Written task> Rewrite every line of the records below, replacing "gets one dot" with "receives one point" and leaving everything else unchanged.

Dataset entries>
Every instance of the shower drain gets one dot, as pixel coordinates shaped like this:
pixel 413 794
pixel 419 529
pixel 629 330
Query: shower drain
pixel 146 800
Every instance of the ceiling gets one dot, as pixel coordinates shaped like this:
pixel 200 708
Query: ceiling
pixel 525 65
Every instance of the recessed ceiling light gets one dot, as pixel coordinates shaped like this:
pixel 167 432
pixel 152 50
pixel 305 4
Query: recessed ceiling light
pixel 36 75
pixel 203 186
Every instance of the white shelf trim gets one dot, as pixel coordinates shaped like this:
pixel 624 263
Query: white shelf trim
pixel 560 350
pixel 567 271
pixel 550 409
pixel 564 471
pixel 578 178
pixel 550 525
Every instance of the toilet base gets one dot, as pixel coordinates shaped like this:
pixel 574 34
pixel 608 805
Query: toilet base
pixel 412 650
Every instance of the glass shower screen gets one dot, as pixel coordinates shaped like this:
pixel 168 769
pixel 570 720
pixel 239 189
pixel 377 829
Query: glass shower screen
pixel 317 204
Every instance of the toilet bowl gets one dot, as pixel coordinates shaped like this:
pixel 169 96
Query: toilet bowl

Expected output>
Every instance of the shower drain receives one point, as pixel coordinates shaped like this:
pixel 413 794
pixel 419 529
pixel 629 330
Query: shower drain
pixel 146 800
Every instance of the ceiling receives one point, as pixel coordinates shaped like this:
pixel 200 708
Query: ceiling
pixel 525 65
Every instance of the recessed ceiling light receives one point, as pixel coordinates shaped like this:
pixel 167 432
pixel 152 50
pixel 305 4
Query: recessed ceiling light
pixel 36 75
pixel 203 186
Every instance of the white shelf trim receives one point, as pixel coordinates shaped like this:
pixel 624 263
Query: white shelf trim
pixel 560 350
pixel 567 271
pixel 550 409
pixel 564 471
pixel 578 178
pixel 550 525
Every instance of the toilet base receives one point, as pixel coordinates shaped like this:
pixel 574 34
pixel 608 805
Query: toilet base
pixel 412 650
Every instance of the glass shower screen receives one point, as pixel coordinates shaped like this:
pixel 168 769
pixel 570 720
pixel 239 189
pixel 377 829
Query: glass shower screen
pixel 317 204
Every instance of the toilet bowl receives one point, as pixel coordinates shaped like this:
pixel 169 96
Query: toilet bowl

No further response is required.